Given exercise
Copy out every row below word for word, and leave the pictures out of your copy.

____

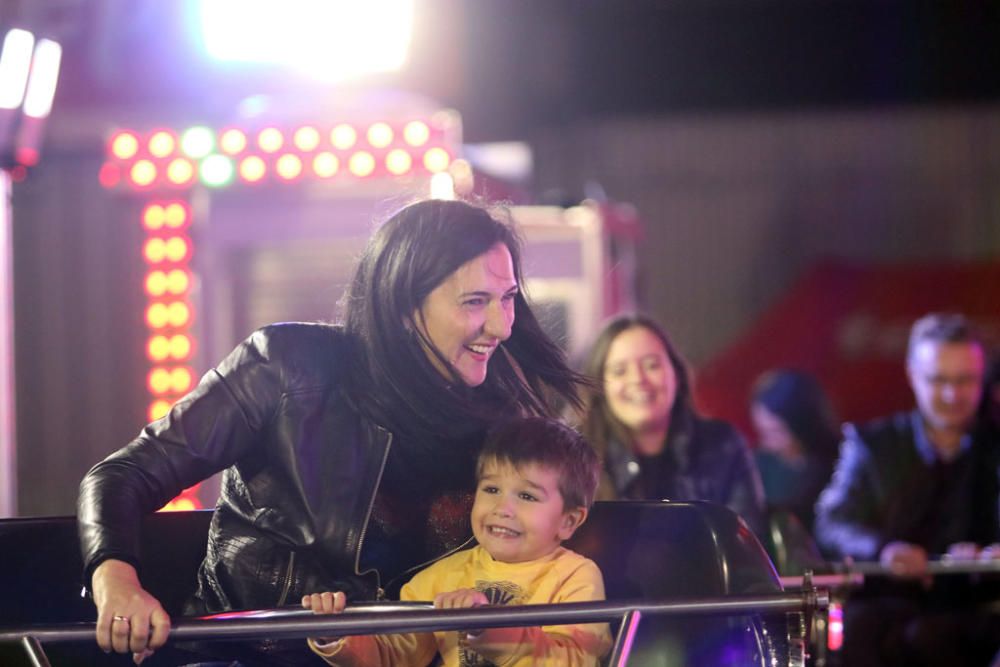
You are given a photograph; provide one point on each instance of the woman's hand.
(325, 603)
(129, 619)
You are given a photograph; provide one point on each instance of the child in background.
(536, 480)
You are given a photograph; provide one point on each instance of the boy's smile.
(518, 514)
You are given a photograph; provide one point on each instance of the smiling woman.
(349, 451)
(466, 318)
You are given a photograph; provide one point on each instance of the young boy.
(536, 480)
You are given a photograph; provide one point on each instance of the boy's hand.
(460, 599)
(463, 598)
(325, 603)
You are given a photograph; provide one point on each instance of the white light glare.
(44, 76)
(15, 61)
(328, 39)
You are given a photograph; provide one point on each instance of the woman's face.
(640, 384)
(469, 314)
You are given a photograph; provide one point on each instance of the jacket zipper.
(380, 593)
(288, 579)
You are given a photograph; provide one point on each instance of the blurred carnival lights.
(29, 73)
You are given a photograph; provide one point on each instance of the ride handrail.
(293, 623)
(853, 573)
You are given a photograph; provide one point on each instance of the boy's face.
(518, 514)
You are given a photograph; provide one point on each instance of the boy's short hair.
(548, 443)
(942, 328)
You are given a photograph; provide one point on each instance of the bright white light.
(328, 39)
(15, 61)
(43, 79)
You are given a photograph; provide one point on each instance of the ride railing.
(388, 618)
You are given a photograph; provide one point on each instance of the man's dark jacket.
(885, 490)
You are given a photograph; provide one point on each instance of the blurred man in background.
(909, 487)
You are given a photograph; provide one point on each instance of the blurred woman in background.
(641, 419)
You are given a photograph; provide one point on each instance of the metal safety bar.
(397, 617)
(850, 574)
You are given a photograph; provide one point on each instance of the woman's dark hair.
(412, 253)
(599, 425)
(798, 399)
(548, 443)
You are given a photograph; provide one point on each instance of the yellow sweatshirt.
(562, 576)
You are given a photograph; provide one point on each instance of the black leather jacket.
(703, 459)
(301, 473)
(886, 489)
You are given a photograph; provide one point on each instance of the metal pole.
(35, 652)
(295, 625)
(626, 635)
(8, 446)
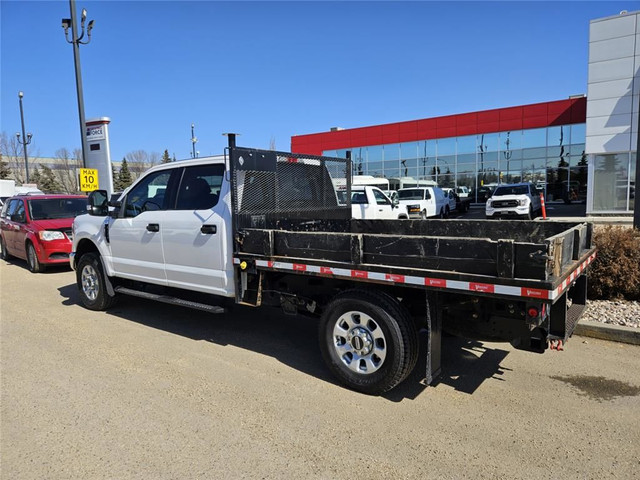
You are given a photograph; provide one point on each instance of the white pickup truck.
(370, 203)
(424, 202)
(264, 228)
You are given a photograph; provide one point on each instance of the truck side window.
(19, 212)
(200, 187)
(380, 198)
(149, 194)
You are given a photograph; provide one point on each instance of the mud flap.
(566, 312)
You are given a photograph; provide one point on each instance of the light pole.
(26, 139)
(507, 155)
(194, 140)
(77, 41)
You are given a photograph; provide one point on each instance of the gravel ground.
(614, 312)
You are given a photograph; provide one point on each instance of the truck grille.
(504, 203)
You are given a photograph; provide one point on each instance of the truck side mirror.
(98, 203)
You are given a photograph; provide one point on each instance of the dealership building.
(582, 148)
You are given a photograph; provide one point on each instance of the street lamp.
(194, 140)
(26, 139)
(77, 41)
(508, 154)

____

Task answer
You are given a photograph; provide one point on each instance of the woman's hand.
(325, 603)
(129, 619)
You are given a photograph; provide one point on each instance of the child in background.
(536, 480)
You are given a photograph; provide one point on each instance of the boy's smile.
(518, 514)
You are given a photograph; provide one point on each instance of the smiling woman.
(349, 451)
(466, 318)
You are given a photograph; provide one point on each instance of the young boy.
(536, 480)
You are given a photograph; provide one point on each instance of the boy's hand.
(460, 599)
(463, 598)
(325, 603)
You are given a photograph; provide one point on each instance of the white light glare.
(44, 76)
(15, 61)
(328, 39)
You are given a photograph; provide one point on each instance of the woman's face.
(640, 384)
(469, 314)
You are given a photograph; provide one point on each instance of the jacket zipper.
(380, 593)
(288, 579)
You are given a photograph; provide one point on each instance of the blurred carnival lights.
(29, 73)
You are given a photograph; provide one point on each instance of the ride handrail.
(293, 623)
(853, 573)
You are given a photograph; provide one point on each instance of the boy's face.
(518, 514)
You are given a photograph; provide one point on each instance of the boy's short hair.
(548, 443)
(942, 328)
You are given a photograph; provide one point on each instance of the bright white light.
(328, 39)
(15, 61)
(43, 79)
You are given a photograph; provide one point on each instance of the ride railing.
(388, 618)
You are given a photograph; provide one point on each instance of the man's dark jacket.
(885, 490)
You are given a photograph; provide one point on each instance of the blurred man in background.
(909, 487)
You are given a photograph; provide one point on each instance of the blurred woman in background.
(641, 419)
You are given a photograph; provide one point on each instance of the metal safety bar.
(397, 617)
(850, 574)
You are given a photograph; provide one point on each instance of the woman's dark hair.
(412, 253)
(599, 425)
(798, 399)
(548, 443)
You are given a photograph; provide one point on each instance of the yellow sweatshirt.
(562, 576)
You are given a photograph; provide one point on each instance of the black leather jacket.
(703, 459)
(301, 473)
(886, 489)
You are given a photograph; provide one point on each instance of the metal pole.
(35, 652)
(295, 625)
(626, 635)
(8, 446)
You are given a photograph; provide one point on each instance of the white pickup truck.
(370, 203)
(424, 202)
(264, 228)
You are given a photograph; provide one point on each instance of the truck side window.
(19, 212)
(200, 187)
(380, 198)
(149, 194)
You are given a photograph; provide one point on each instance of the mud flap.
(566, 312)
You are given a photograph; provide one point on each instance of the light pole.
(26, 139)
(507, 155)
(194, 140)
(77, 41)
You are given a photograph; provide one point on each instance of the gravel ground.
(614, 312)
You are given a photograph; provide one point on each instance of the truck grille.
(504, 203)
You are given a photograph; provide one point on each instance of the truck side mirror.
(98, 203)
You are given a photograph; provide one point on each instance of the dealership building.
(582, 148)
You are given a photograph; provide one point on each instance of the street lamp.
(194, 140)
(26, 139)
(77, 41)
(508, 154)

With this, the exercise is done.